Brief — In the class posts about the Venus of Willendorf, which features of the figurine does the first post say suggest fertility?

Source —
* * *

After last Thursday’s class I am most captivated by the anatomical exaggeration of Venus of Willendorf. Serving as one of the most famous prehistoric female figures this tiny (4.25” high) limestone figurine of a woman is both suggestive yet realistic at the same time. Based on the Stone Age, this Paleolithic representation of a woman is typical of what prehistoric sculptures depicted. While they often illustrated either animals or humans, the earliest art consists almost exclusively of exposed women as opposed to men. However, according to many scholars during the Ice Age both men and women wore garments covering most parts of their bodies, and therefore the nude representation is rather suggestive. While the sculptor did not aim for naturalism in the shape and proportion, her swollen breasts, full belly, and wide hips suggest fertility and a strong emphasis on the female anatomy. While it seems that the purpose of this statue was to not represent a specific woman but rather the female form this can leave us to question in what direction has our present society chose to perceive the aesthetic and physical figure of a woman.

- Ashley

Nataly G said...

Like others in the class, the Venus of Willendorf also intrigued me but mainly because of the shift in perception from back then to today. My research has led me to believe that this statue (though most importantly what it symbolizes) and others like it were regarded as beautiful and almost magical, which stands in stark contrast to today’s perception.

As Ashley pointed out, when humans were depicted during this Paleolithic era, they were mainly women. This may signify the importance of women. Also, since a lot of these women, or “Venuses”, were shown with exaggerated reproductive aspects, this could mean the reason for the importance of women was their ability to bear children and therefore ensure the survival and continuation of their species. Also, the maker of this statue did not give it a face, perhaps further implying that the important message was the collective importance of womanhood, not so much the individual.

Another example of these ideas is the Woman Holding Bison Horn from Laussel, France (20,000 BCE). Check out the image here:

I believe women during the Paleolithic era were seen as these powerful and magical beings that “somehow” were able to create children. The physical attributes that accompany this ability were seen so beautiful that they should be exaggerated. Needless to say, the image of women today has changed in more than one way.

Nataly Guevara

Lisa said...

I was particularly interested in the written language comparisons that were made during our last class. How different can two forms of graffiti really be if they both stemmed from the same intrinsic desire and intent? Beginning with the earliest forms of graffiti- cave markings and pictographic symbols- it’s clear that as human beings, we have the inherent need to communicate visually. In that sense, when comparing written messages, a common thread can be found. The content of the message becomes trivial if we choose to simply analyze the initial motivation and urge one has to get that message out. This phenomenon has also crossed over into the digital world with Facebook statuses and “tweets” on Twitter. Even though these are digital messages, I would still consider them “graffiti.” There still exists that same desire to get our thoughts out of our heads and release them into the world, so in reality, how different are we from the people who made the first Paleolithic marks? Whether the nature of a statement is positive or negative, handwritten or electronic, they each display the human need to record our thoughts and opinions, share them with others, and leave our marks on the world.

-Lisa Trucchio

darfman said...

* * *

Record extracts —
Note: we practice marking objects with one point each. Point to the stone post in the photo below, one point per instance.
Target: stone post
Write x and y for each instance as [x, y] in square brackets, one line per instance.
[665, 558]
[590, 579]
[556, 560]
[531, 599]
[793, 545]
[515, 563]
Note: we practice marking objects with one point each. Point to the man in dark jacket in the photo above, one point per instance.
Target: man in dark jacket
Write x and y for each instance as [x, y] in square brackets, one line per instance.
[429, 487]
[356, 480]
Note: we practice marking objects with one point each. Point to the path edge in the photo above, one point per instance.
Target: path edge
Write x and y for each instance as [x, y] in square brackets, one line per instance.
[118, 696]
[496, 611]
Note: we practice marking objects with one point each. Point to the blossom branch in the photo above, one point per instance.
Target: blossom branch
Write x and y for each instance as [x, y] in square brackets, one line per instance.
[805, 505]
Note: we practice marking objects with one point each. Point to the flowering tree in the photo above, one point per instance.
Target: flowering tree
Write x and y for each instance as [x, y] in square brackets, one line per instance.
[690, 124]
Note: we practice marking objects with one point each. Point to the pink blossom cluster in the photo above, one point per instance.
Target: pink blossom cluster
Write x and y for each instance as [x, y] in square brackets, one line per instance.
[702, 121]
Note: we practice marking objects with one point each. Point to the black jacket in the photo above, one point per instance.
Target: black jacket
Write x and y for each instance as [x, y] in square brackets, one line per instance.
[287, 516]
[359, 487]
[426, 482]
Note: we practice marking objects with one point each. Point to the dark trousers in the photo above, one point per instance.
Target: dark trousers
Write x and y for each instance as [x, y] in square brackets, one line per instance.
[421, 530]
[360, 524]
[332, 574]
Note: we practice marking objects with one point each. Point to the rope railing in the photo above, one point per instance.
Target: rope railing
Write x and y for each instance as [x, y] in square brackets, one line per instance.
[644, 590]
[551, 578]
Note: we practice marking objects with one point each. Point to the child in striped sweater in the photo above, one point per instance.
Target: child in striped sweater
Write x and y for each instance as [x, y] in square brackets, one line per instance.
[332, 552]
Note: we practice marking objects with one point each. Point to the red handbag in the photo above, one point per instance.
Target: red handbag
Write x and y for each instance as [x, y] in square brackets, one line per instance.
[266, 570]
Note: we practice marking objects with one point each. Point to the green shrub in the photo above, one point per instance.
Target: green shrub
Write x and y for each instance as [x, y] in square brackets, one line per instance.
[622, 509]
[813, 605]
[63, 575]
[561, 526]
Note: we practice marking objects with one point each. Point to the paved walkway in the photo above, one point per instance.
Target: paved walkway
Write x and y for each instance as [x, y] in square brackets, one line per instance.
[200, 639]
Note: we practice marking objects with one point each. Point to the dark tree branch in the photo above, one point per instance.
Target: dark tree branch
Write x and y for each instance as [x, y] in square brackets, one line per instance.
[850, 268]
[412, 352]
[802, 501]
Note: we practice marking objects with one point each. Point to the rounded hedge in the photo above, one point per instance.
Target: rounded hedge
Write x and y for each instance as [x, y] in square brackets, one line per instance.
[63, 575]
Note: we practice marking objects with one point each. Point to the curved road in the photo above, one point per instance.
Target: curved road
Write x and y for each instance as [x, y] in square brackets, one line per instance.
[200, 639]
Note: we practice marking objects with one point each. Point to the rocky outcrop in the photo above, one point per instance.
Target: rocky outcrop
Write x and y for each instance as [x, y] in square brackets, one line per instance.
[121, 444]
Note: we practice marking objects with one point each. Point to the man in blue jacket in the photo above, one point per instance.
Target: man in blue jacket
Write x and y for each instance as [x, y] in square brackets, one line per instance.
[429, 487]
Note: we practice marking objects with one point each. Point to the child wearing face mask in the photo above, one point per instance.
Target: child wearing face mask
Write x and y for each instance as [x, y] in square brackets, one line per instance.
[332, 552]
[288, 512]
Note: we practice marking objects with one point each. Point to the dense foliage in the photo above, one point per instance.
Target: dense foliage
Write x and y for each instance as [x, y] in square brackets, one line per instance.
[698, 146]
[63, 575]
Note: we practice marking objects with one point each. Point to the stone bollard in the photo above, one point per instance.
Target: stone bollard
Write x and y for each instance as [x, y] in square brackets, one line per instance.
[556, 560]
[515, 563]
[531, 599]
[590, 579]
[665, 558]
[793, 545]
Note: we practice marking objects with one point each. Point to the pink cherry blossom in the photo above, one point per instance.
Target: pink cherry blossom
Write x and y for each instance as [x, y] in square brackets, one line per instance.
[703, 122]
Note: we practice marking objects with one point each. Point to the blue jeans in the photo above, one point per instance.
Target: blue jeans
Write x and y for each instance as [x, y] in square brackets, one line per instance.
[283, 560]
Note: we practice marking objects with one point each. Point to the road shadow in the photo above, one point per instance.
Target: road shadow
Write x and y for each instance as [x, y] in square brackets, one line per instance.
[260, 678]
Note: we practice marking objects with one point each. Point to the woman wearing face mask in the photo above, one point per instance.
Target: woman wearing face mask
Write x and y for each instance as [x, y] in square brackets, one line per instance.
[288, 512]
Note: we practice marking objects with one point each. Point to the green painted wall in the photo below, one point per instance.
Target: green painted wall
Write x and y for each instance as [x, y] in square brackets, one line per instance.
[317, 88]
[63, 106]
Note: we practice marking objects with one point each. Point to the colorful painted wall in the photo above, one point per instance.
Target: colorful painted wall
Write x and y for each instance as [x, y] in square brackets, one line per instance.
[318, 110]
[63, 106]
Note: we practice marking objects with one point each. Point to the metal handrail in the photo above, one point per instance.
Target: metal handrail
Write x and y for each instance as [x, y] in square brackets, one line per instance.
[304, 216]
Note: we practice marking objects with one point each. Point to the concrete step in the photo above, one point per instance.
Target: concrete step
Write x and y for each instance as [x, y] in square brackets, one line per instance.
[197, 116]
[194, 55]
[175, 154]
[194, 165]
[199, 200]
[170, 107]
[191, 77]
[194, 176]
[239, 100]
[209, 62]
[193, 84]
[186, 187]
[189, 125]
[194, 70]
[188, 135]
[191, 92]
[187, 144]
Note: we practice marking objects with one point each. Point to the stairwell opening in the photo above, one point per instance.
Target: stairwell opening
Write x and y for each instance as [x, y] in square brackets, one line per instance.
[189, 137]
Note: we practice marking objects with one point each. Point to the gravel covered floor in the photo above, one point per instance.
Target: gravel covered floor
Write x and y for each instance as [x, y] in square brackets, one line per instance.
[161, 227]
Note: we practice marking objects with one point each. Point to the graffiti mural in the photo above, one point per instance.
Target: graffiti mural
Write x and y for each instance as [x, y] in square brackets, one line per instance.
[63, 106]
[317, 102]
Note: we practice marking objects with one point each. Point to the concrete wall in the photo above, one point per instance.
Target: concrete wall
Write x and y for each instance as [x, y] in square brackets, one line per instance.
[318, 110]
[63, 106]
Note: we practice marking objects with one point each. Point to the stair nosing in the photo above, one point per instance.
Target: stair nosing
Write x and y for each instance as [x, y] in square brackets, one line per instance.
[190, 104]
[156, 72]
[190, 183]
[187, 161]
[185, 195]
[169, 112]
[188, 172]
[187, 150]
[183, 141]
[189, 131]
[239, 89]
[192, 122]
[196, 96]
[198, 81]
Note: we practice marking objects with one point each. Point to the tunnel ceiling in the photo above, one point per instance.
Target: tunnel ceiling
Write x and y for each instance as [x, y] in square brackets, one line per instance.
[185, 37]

* * *

Written response —
- Swollen breasts
- Full belly
- Wide hips